begin Provided material
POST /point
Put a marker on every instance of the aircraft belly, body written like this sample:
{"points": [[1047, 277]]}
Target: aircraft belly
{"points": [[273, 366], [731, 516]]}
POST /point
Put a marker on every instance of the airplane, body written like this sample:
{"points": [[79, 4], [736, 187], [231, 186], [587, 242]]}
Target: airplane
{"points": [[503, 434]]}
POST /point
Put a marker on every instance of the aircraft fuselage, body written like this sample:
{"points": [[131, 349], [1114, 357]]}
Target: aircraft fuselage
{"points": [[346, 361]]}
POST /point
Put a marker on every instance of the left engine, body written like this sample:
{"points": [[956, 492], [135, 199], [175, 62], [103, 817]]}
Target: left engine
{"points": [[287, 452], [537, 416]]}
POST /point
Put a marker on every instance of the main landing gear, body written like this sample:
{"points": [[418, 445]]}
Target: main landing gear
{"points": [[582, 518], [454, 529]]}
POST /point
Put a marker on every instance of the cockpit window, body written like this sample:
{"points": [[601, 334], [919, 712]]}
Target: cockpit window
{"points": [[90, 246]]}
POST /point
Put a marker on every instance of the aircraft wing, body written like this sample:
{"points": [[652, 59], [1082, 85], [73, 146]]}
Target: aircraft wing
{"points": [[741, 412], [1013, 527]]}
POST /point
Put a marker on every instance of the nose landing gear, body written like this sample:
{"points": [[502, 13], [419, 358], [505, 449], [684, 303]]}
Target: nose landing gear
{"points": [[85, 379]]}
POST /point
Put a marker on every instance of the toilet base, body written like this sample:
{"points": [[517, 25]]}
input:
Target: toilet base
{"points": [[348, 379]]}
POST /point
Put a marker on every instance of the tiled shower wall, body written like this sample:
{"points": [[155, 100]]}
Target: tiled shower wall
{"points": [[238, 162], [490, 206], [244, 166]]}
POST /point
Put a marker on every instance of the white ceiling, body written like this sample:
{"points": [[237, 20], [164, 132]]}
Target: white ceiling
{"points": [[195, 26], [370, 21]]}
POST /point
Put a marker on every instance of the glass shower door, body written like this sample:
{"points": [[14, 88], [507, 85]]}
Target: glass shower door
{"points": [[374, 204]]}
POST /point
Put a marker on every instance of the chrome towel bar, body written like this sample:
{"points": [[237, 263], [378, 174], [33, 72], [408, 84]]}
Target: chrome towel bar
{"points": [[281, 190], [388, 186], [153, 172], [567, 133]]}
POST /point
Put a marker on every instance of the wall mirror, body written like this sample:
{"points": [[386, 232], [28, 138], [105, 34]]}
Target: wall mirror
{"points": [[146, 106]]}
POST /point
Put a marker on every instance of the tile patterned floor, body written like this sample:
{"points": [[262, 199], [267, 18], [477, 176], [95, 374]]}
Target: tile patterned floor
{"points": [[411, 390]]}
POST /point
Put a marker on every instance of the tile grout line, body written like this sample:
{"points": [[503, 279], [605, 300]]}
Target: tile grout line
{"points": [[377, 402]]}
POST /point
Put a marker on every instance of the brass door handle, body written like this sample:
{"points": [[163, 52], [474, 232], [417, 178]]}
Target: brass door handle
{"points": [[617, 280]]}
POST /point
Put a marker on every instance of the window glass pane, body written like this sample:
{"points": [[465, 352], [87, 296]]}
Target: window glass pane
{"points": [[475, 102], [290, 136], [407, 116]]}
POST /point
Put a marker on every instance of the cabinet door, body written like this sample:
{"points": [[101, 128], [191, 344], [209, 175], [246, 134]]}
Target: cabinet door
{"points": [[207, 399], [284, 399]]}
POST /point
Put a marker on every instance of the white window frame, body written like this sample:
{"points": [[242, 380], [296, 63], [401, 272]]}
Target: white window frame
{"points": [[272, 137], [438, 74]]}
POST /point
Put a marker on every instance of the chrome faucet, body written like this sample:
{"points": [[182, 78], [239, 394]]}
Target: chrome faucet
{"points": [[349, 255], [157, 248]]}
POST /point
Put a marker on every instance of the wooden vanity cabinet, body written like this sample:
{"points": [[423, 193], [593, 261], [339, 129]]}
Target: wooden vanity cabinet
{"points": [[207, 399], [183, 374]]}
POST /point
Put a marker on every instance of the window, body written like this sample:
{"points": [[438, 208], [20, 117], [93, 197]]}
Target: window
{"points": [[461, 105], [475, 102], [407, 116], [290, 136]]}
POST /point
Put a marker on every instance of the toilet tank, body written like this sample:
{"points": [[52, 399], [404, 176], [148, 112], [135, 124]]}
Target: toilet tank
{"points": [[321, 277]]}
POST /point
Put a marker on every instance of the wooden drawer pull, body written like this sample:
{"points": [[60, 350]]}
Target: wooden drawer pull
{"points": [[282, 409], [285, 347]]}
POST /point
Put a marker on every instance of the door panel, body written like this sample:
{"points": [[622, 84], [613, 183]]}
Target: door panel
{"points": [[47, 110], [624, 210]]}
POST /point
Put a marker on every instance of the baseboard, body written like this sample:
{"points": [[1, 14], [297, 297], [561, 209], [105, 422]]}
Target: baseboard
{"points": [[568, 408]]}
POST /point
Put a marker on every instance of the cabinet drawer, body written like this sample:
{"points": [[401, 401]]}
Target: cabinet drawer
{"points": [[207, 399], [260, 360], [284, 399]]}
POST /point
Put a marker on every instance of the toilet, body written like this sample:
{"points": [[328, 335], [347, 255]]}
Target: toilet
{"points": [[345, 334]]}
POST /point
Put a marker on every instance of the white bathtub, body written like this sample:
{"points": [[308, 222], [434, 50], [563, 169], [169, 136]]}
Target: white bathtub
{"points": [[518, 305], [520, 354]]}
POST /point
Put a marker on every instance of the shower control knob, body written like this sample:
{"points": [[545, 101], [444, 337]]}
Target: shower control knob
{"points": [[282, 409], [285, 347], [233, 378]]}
end Provided material
> **Goal of the exercise**:
Restate every line of the data word for word.

> **Task solution**:
POST /point
Put a marker on every instance of the aircraft belly, body written like this sample:
{"points": [[1047, 277]]}
Target: aircraft belly
{"points": [[273, 366], [731, 516]]}
POST /point
Put a marker on every instance of the airplane, body written like this sample:
{"points": [[79, 4], [736, 187], [231, 186], [587, 242]]}
Target: airplane
{"points": [[503, 434]]}
POST /point
Put a marker on every instance of the aircraft fuselage, body written like this sample:
{"points": [[131, 349], [1114, 357]]}
Target: aircraft fuselage
{"points": [[346, 361]]}
POST /point
Put a marker on every instance of the left engine, body written like this sample:
{"points": [[956, 492], [135, 199], [175, 62], [103, 817]]}
Target: left engine
{"points": [[287, 452], [537, 416]]}
POST /point
Put a marker on every instance of the main landing gear, body written like this sample:
{"points": [[418, 445]]}
Target: main landing gear
{"points": [[582, 518], [454, 529]]}
POST /point
Put a marker on every instance of the cockpit window, body written like this sample:
{"points": [[601, 334], [919, 712]]}
Target: cockpit window
{"points": [[90, 246]]}
POST /point
Put a marker on every instance of the aircraft wing, body written like this sample:
{"points": [[652, 59], [1082, 85], [73, 146]]}
Target: aircraft wing
{"points": [[741, 412], [1013, 527]]}
POST /point
Put a marker on every instance of the nose landing gear, body written like this sample:
{"points": [[502, 13], [419, 358], [505, 449], [684, 303]]}
Target: nose landing gear
{"points": [[85, 379]]}
POST /point
Put a marker on every instance of the toilet base, body written like this sample:
{"points": [[517, 25]]}
input:
Target: toilet base
{"points": [[348, 379]]}
POST /point
Put a marker on every instance of the tiled shower wall, body written like this sample:
{"points": [[155, 100]]}
Target: tiled shower wall
{"points": [[238, 162], [490, 206], [244, 166]]}
POST /point
Put a marker on every instance of the white ceiling, body written like this sample:
{"points": [[237, 20], [164, 132]]}
Target: white ceiling
{"points": [[195, 26], [370, 21]]}
POST /point
Put a marker on every instance of the glass shower door, body written like this sample:
{"points": [[14, 88], [507, 85]]}
Target: glass shower door
{"points": [[374, 204]]}
POST /point
Put a marker on every instance of the chrome towel bar, body written like this sample:
{"points": [[237, 263], [378, 174], [33, 72], [408, 84]]}
Target: chrome towel bar
{"points": [[281, 190], [388, 186], [153, 172], [567, 133]]}
POST /point
Put a marker on every instance of the wall mirror, body written like this sample:
{"points": [[386, 232], [28, 138], [105, 34]]}
Target: wall mirror
{"points": [[146, 106]]}
POST /point
Put a marker on every instance of the tile patterned floor, body written like this sample:
{"points": [[262, 199], [267, 18], [477, 176], [95, 374]]}
Target: tile patterned floor
{"points": [[411, 390]]}
POST /point
Put a marker on every instance of the tile grout line, body written like this sample:
{"points": [[503, 279], [605, 300]]}
Target: tile grout line
{"points": [[377, 402]]}
POST /point
Put a marker on every instance of the brass door handle, body written like this sample:
{"points": [[163, 52], [474, 232], [417, 178]]}
Target: brass door handle
{"points": [[617, 280]]}
POST /point
Put a marker on every instance of the window glass pane, body written like this sample:
{"points": [[465, 352], [87, 296]]}
Target: window glass pane
{"points": [[475, 102], [290, 136], [407, 116]]}
POST /point
Put a marker on every instance of the cabinet door, body written like this sample:
{"points": [[101, 128], [191, 344], [209, 175], [246, 134]]}
Target: cabinet door
{"points": [[207, 399], [284, 399]]}
POST /point
Put a marker on every instance of the white window frame, body written like this sample:
{"points": [[242, 380], [296, 63], [401, 272]]}
Target: white window frame
{"points": [[272, 137], [438, 74]]}
POST /point
Put a marker on every instance of the chrome faucet, body written like this sample:
{"points": [[182, 78], [239, 394]]}
Target: chrome faucet
{"points": [[349, 255], [157, 248]]}
POST /point
Put a marker on every instance of the wooden vanity cabinet, body written like this sample:
{"points": [[423, 193], [593, 261], [339, 129]]}
Target: wooden vanity cabinet
{"points": [[207, 399], [183, 374]]}
POST /point
Put a marker on every instance of the window, body written like this sample:
{"points": [[438, 208], [20, 117], [93, 197]]}
Target: window
{"points": [[461, 105], [475, 102], [407, 116], [290, 136]]}
POST /point
Put a marker on every instance of the toilet tank, body written like this sample:
{"points": [[52, 399], [404, 176], [148, 112], [135, 124]]}
Target: toilet tank
{"points": [[321, 277]]}
POST /point
Put a marker on every instance of the wooden drawer pull, body written like this sample:
{"points": [[60, 350]]}
Target: wooden drawer pull
{"points": [[282, 409], [285, 347]]}
POST /point
Put a marker on every instance of the door panel, body written like this sample:
{"points": [[622, 84], [613, 183]]}
Target: door panel
{"points": [[47, 110], [624, 210]]}
POST /point
Put a marker on every instance of the baseboard, body written like this sample:
{"points": [[1, 14], [297, 297], [561, 209], [105, 422]]}
Target: baseboard
{"points": [[568, 408]]}
POST /point
Put a marker on every instance of the cabinet drawer, body written like this sample:
{"points": [[401, 401]]}
Target: cabinet drawer
{"points": [[207, 399], [260, 360], [284, 399]]}
POST /point
Put a marker on every instance of the toilet, body written like this sample:
{"points": [[328, 335], [347, 255]]}
Target: toilet
{"points": [[345, 334]]}
POST /point
Put a marker on every instance of the white bathtub, body written like this sample:
{"points": [[308, 222], [434, 50], [563, 169], [169, 136]]}
Target: white bathtub
{"points": [[518, 305], [520, 354]]}
POST /point
Put a marker on every instance of the shower control knob, body written like this sample:
{"points": [[545, 101], [444, 337]]}
Target: shower control knob
{"points": [[282, 409], [285, 347], [233, 378]]}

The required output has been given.